Task instructions =>
Copy every one of the records below word for word, leaving out the pictures.

** begin Extracted material **

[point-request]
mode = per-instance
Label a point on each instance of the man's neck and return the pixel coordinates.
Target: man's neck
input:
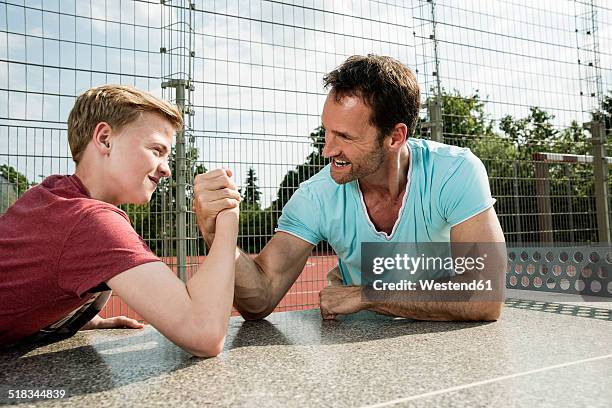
(390, 179)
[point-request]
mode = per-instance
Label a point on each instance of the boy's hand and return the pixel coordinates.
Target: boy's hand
(119, 322)
(213, 193)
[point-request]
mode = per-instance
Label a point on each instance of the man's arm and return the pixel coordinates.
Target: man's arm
(117, 322)
(262, 281)
(484, 228)
(194, 315)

** end Extracted material **

Written response =>
[point-request]
mode = per-instance
Label a point on each instance of the man's neck and return the pixel coordinates.
Target: man's neck
input:
(390, 179)
[point-request]
mode = per-instance
Label a point on each instance of the boy's hand and return the pixel coordinates.
Target: boy's hand
(119, 322)
(213, 193)
[point-request]
mode = per-instance
Label a point on each instance of the man's arm and return the pixel coordinates.
Target: man's arm
(117, 322)
(262, 281)
(484, 228)
(194, 315)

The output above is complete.